EXERCISE DIRECTIONS » Search the data for the string "instance", and report each line where it is found.

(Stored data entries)
--*--

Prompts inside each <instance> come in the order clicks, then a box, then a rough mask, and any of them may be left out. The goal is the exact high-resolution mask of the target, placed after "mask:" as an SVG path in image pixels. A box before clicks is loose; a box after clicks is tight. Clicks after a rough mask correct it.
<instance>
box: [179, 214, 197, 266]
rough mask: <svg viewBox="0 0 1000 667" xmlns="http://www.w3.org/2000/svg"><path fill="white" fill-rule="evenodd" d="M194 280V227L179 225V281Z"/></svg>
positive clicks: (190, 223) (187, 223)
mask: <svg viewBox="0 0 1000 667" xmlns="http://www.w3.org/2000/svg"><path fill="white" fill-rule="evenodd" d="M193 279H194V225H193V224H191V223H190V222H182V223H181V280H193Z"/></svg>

--*--

ANSWER TO THIS PROBLEM »
Prompts inside each <instance> come in the order clicks, then a box, then a rough mask, and any of them may be left out. The goal is the exact high-resolution mask of the target, placed after "mask:" as an SVG path in image pixels. A box before clicks is loose; a box after clicks is tight. Clicks after a rough mask correct it.
<instance>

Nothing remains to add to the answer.